• Document segment:
==*==

Xqt has submitted this change. ( 
https://gerrit.wikimedia.org/r/c/pywikibot/core/+/1225151?usp=email )

Change subject: Add WikiWho API support to pywikibot
......................................................................

Add WikiWho API support to pywikibot

This adds support for accessing WikiWho API to get token-level
provenance annotations for Wikipedia articles. The implementation
includes:

- New get_annotations() method to retrieve WikiWho data
- Support for 15 Wikipedia language editions (ar, de, en, es, eu,
  fr, hu, id, it, ja, nl, pl, pt, tr, zh)
- Helper methods for WikiWho API URL construction and validation
- Comprehensive test coverage for the new functionality

The WikiWho API provides token-level authorship information showing
who added each token in an article and when, which is useful for
article provenance analysis.

Bug: T414071
Change-Id: Id5024134d98ead21b9d34ce705aeaeb7669ccf85
---
M pywikibot/page/_toolforge.py
M tests/wikiblame_tests.py
2 files changed, 143 insertions(+), 0 deletions(-)

==*==

Records pointing to named objects
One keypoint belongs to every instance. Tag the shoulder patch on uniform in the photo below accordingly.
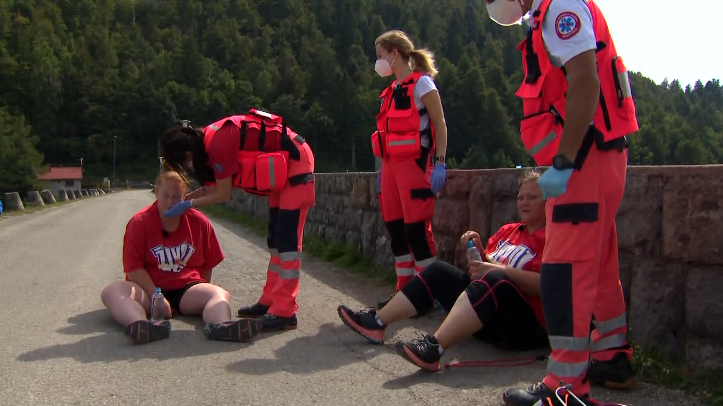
(567, 25)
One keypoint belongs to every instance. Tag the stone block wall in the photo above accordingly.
(670, 236)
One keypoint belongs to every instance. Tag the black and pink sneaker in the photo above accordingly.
(363, 322)
(423, 352)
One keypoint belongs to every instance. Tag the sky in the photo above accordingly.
(665, 38)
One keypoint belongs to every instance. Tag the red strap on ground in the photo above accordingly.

==*==

• What to work on:
1/ Set down the passage of the change notice from "Change subject: Add" to "pt, tr, zh)", word for word.
2/ Extract the lines of the records from the line with "One keypoint belongs to every instance. Tag the sky" to the last line of the records, both ends included, and repeat them unchanged.
The change notice and the records have no connection to each other.

• Solutions:
1/
Change subject: Add WikiWho API support to pywikibot
......................................................................

Add WikiWho API support to pywikibot

This adds support for accessing WikiWho API to get token-level
provenance annotations for Wikipedia articles. The implementation
includes:

- New get_annotations() method to retrieve WikiWho data
- Support for 15 Wikipedia language editions (ar, de, en, es, eu,
  fr, hu, id, it, ja, nl, pl, pt, tr, zh)

2/
One keypoint belongs to every instance. Tag the sky in the photo above accordingly.
(665, 38)
One keypoint belongs to every instance. Tag the red strap on ground in the photo above accordingly.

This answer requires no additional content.